For all three claims, Lorona must allege the circumstances constituting fraud “with
particularity.” Fed. R. Civ. P. 9(b); Vess v. Ciba-Geigy Corp. USA, 317 F.3d 1097, 1103
(9th Cir. 2003) (“It is established law, in this circuit and elsewhere, that Rule 9(b)’s
particularity requirement applies to state-law causes of action.”); Gould v. M & I
Marshall & Isley Bank, 860 F. Supp. 2d 985, 988 n.2 (D. Ariz. 2012) (applying Rule 9(b)
to negligent misrepresentation); Grismore v. Capital One F.S.B., No. CV 05-2460-PHXSMM, 2007 WL 841513, at *6 (D. Ariz. Mar. 16, 2007) (applying Rule 9(b) to Arizona
Consumer Fraud Act). In other words, Lorona must allege “the who, what, when, where,
and how” of the misconduct charged. Vess, 317 F.3d at 1106.
-------------------------
▶ **Required work**
Reproduce the entire passage on pleading fraud with particularity, word for word.

[Dataset records]
-------------------------
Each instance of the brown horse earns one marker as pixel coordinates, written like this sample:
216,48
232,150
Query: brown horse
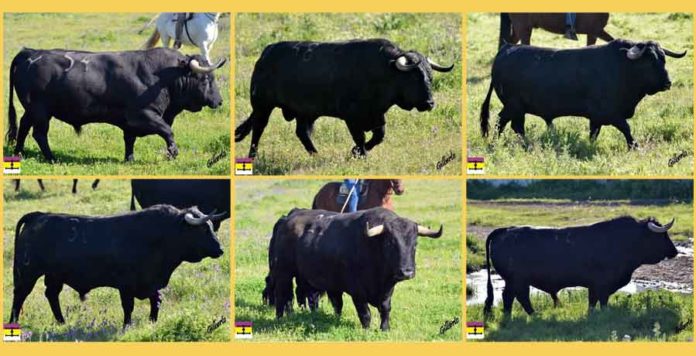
379,194
518,26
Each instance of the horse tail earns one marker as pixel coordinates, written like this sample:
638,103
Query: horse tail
505,29
148,24
489,286
152,41
12,114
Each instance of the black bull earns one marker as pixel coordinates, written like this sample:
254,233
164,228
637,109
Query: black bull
208,195
600,257
135,253
602,83
356,81
363,254
141,92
-------------------------
▶ **Finished answer**
For all three claims, Lorona must allege the circumstances constituting fraud “with
particularity.” Fed. R. Civ. P. 9(b); Vess v. Ciba-Geigy Corp. USA, 317 F.3d 1097, 1103
(9th Cir. 2003) (“It is established law, in this circuit and elsewhere, that Rule 9(b)’s
particularity requirement applies to state-law causes of action.”); Gould v. M & I
Marshall & Isley Bank, 860 F. Supp. 2d 985, 988 n.2 (D. Ariz. 2012) (applying Rule 9(b)
to negligent misrepresentation); Grismore v. Capital One F.S.B., No. CV 05-2460-PHXSMM, 2007 WL 841513, at *6 (D. Ariz. Mar. 16, 2007) (applying Rule 9(b) to Arizona
Consumer Fraud Act). In other words, Lorona must allege “the who, what, when, where,
and how” of the misconduct charged. Vess, 317 F.3d at 1106.